Becoming a Registered Nurse (RN) is a major accomplishment that opens up career paths in hospitals, doctors’ offices and other healthcare settings as well as in non-clinical settings such as pharmaceutical companies. Like any profession, however, the level of education you have makes a difference in your ability to move into certain positions and settings and make more money.
If you’ve already earned an associate degree in nursing (ADN), you’ve taken the first step towards a career where the demand is high and projected to continue to grow. It also allows you to return to school to obtain a bachelor’s of science in nursing (BSN) with Sullivan University’s RN to BSN program.
Why the BSN matters
Healthcare has changed in the past few decades, explains Carla Carter, MSN, BSN, RN. Carter, the dean of nursing at Sullivan University, has been a nurse for 33 years and she’s seen the transformation firsthand. “Initially, the focus was on taking care of the sick, but the current focus is on prevention,” says Carter.
In part, the shift was driven by an aging population that is expected to grow significantly in the United States over the next few decades. Helping keep people healthier not only benefits older Americans, it also helps reduce overall healthcare costs. Nurses play a critical role in preventive care, educating patients of all ages on how to care for themselves and have a healthier lifestyle.
Nurses of today also are caring for an increasingly diverse population. “Nurses need to take into account their patients’ cultural background and beliefs,” says Carter. In Sullivan University’s RN to BSN program, the emphasis is on providing students with a holistic perspective, including the cultural, social, economic, community and leadership issues that impact patients and shape nursing care.

[Photo-based data for referring expressions]

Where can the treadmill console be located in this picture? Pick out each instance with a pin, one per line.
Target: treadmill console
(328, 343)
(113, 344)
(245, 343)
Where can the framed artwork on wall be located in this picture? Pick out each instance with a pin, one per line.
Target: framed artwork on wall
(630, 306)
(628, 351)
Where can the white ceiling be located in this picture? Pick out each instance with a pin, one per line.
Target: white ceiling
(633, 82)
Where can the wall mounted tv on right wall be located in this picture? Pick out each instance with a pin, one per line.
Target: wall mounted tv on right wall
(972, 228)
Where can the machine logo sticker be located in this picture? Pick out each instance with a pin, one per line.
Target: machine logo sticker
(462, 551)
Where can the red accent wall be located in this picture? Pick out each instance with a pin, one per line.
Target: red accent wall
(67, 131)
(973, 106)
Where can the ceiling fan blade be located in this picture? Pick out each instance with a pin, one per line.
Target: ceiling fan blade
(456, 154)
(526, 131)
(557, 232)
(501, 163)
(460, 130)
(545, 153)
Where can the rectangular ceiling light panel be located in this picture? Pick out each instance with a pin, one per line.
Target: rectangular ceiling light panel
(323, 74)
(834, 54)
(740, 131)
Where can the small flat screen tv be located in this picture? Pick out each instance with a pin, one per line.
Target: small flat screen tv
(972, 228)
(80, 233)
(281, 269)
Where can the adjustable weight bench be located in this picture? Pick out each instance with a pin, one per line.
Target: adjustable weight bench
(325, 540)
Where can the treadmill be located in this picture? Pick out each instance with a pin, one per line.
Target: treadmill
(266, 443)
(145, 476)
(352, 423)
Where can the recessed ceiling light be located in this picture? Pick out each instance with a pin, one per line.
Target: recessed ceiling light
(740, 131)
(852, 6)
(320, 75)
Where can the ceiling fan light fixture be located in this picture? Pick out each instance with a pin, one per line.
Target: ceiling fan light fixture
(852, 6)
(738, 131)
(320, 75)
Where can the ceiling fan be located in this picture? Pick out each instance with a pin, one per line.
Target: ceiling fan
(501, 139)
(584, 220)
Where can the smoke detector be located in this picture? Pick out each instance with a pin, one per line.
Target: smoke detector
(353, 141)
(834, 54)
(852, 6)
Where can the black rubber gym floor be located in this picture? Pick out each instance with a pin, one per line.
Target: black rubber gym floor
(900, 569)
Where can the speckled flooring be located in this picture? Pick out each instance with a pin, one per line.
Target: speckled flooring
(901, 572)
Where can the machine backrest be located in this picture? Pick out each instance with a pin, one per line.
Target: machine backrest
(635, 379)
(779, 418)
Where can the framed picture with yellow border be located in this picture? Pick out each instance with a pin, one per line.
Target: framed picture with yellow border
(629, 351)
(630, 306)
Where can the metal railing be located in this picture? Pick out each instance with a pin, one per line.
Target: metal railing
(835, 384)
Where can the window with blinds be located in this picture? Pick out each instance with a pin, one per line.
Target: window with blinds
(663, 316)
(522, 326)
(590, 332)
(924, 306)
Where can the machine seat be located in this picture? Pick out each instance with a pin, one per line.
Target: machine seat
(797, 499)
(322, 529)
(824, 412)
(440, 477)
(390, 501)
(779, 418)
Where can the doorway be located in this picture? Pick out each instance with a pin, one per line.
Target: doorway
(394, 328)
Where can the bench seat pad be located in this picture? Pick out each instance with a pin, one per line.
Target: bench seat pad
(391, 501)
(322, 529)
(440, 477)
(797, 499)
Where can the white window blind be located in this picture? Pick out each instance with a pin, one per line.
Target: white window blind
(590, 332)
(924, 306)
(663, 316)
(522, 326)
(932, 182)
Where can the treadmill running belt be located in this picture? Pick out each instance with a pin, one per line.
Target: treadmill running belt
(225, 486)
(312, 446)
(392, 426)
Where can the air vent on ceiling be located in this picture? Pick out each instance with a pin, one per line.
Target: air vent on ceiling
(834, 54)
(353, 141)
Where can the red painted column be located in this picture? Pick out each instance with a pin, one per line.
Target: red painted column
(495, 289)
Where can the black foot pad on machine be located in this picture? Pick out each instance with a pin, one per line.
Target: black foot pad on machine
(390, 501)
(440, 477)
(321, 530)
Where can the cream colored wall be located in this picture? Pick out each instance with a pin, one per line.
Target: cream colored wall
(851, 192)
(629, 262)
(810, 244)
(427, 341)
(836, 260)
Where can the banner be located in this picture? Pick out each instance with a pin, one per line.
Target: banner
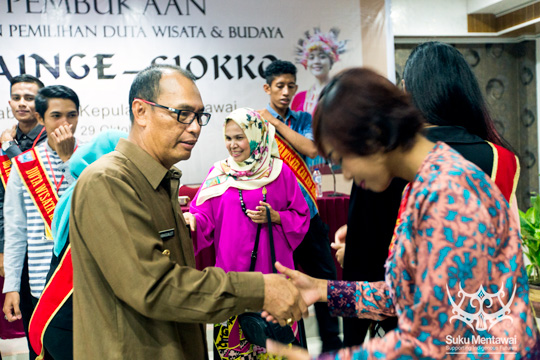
(97, 46)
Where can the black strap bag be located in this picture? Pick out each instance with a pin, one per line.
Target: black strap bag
(255, 328)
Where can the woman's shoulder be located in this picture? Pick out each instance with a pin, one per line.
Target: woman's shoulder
(447, 171)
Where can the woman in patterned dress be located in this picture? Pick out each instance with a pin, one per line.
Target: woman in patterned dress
(455, 277)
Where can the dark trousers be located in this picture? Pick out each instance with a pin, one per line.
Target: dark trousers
(26, 305)
(58, 343)
(314, 257)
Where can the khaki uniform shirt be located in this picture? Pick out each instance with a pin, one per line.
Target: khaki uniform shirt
(137, 294)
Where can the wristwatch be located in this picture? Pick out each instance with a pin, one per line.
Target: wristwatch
(7, 144)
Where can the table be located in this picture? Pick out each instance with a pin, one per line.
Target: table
(334, 212)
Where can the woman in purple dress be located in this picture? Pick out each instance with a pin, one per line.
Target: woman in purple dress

YOUR ASSIGNMENT: Could you extend the article on the RN to BSN program, starting after its final sentence?

WRITTEN REPLY:
Carter also notes that studies show that nurses with a BSN produce better outcomes for their patients. Research found that hospitals scored higher on overall quality of care when they had a higher number of nurses with bachelor’s degrees, which helped drive the Institute of Medicine’s 2010 recommendation to increase the number of nurses with a BSN from 50 percent to 80 percent by 2020.
She also adds that having a BSN may be a requirement if you want to work at a hospital with Magnet status. The American Nurses Credentialing Center’s Magnet Recognition Program® is granted to hospitals that meet rigorous standards for nursing excellence, including job satisfaction and professional growth. In 2015, Magnet status was held by only 8% of U.S. hospitals, many of which are regularly recognized as some of the best hospitals in the country. One of the Magnet requirements is for all nurses in leadership roles, such as the director of quality, to hold at least a BSN.
Whether you want to advance your career or build on your ADN foundation, the RN to BSN program at Sullivan University’s College of Nursing can help. As a registered nurse who has earned both a bachelor’s and master’s degree, Carter knows the challenges of pursuing a degree while working.
“Our RN to BSN program is completely online, so students can fit their schoolwork into their work schedules and other responsibilities” she says. And the program isn’t limited to those in the Louisville area. “We have RNs from other cities in Kentucky and from other states who are earning their BSN at Sullivan.”
It’s not just the online flexibility that helps RN to BSN students; it’s also in how quickly they can earn their bachelor’s at Sullivan. “If they have all their prerequisites, students can complete their core classes in only 15 months,” Carter explains. Because the program is for students who already have an ADN and are licensed in their state, they are given “60 block credits right off the top,” she adds, which helps expedite the process.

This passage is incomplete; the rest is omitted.